__Exercise input__

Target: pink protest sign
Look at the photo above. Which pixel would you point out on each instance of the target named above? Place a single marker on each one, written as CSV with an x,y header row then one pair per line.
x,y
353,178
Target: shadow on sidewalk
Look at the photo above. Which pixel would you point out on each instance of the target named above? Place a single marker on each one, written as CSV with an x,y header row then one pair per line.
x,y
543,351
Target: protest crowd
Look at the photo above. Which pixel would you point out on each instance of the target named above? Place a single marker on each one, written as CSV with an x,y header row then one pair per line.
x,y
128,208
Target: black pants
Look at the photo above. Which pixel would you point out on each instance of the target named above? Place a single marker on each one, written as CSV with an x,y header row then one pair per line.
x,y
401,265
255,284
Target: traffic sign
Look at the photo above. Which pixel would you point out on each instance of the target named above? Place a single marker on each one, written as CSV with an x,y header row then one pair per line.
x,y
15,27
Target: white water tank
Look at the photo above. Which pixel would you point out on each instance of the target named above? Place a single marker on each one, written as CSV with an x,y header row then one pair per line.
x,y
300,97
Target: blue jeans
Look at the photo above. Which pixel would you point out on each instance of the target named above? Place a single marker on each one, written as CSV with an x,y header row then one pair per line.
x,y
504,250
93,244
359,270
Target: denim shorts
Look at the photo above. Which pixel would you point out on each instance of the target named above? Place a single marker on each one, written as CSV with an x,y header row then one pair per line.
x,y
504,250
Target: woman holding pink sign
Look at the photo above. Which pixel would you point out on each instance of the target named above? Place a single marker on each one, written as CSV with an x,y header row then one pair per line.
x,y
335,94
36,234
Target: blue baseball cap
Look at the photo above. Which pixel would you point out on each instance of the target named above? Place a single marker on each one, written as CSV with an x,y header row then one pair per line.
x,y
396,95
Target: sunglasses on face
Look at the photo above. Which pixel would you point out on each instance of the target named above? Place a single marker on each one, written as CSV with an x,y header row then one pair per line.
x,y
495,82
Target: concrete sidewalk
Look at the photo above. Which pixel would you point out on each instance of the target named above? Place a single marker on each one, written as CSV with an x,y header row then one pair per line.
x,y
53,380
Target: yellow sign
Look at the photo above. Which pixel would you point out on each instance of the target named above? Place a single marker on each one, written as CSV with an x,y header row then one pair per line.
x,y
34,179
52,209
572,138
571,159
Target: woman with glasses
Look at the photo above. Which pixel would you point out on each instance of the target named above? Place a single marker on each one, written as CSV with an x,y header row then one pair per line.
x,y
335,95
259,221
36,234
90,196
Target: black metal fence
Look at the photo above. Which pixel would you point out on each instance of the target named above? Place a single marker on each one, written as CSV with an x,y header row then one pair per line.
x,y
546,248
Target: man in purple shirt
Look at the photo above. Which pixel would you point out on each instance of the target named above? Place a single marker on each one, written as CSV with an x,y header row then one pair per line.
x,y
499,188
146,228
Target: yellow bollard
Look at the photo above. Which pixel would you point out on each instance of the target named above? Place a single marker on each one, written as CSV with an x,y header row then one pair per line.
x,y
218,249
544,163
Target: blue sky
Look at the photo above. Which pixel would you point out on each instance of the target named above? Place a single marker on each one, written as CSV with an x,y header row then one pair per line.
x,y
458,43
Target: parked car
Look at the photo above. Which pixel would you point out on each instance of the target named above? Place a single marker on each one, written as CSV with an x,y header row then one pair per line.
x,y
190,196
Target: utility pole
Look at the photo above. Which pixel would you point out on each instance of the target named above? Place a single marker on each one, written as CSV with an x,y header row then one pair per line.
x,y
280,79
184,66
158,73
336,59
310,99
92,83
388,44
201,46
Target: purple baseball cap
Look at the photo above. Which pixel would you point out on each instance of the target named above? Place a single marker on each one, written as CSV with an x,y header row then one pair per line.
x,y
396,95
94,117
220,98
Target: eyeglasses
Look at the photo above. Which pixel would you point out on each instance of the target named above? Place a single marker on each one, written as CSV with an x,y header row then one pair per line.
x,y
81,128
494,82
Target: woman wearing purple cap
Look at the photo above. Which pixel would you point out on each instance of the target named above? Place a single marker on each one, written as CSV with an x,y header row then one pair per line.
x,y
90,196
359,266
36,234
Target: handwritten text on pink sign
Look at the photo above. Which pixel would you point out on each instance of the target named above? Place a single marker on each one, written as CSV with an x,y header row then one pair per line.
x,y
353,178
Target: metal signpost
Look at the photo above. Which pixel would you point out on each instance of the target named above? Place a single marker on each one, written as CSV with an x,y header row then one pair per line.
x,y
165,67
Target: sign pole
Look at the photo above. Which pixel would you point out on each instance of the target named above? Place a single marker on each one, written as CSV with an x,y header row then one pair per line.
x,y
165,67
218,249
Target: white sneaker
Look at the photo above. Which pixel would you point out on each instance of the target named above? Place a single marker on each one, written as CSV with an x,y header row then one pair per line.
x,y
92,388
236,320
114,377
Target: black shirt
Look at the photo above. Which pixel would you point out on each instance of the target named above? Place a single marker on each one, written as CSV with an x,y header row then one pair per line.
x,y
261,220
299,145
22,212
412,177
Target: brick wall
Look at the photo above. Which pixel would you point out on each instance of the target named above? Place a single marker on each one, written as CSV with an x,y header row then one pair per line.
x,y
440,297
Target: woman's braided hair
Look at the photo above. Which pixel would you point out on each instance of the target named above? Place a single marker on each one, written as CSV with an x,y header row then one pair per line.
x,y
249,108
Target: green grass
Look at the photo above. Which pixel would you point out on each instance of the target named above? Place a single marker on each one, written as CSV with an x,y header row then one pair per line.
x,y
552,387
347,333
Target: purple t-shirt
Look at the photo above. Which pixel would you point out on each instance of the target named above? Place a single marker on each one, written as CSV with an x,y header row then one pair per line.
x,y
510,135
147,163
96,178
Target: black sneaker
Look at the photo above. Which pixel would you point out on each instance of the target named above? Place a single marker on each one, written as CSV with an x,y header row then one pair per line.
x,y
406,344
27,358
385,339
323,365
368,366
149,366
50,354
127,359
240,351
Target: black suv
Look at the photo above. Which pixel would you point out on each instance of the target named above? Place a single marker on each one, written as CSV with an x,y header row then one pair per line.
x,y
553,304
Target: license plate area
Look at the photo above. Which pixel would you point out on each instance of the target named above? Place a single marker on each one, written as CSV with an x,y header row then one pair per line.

__How to complete this task__
Print, without alteration, only the lines above between the one holding "Target: black sneaker" and the one holding "Target: black suv", inclusive.

__Problem solution__
Target: black sneaker
Look at the photo above. Which pixel would you point out on each instance of the target named above? Place a single marker on each one, written as CSV with an x,y header row then one pair per line.
x,y
406,344
27,358
385,339
323,365
368,366
149,366
50,354
127,359
240,351
Target: black suv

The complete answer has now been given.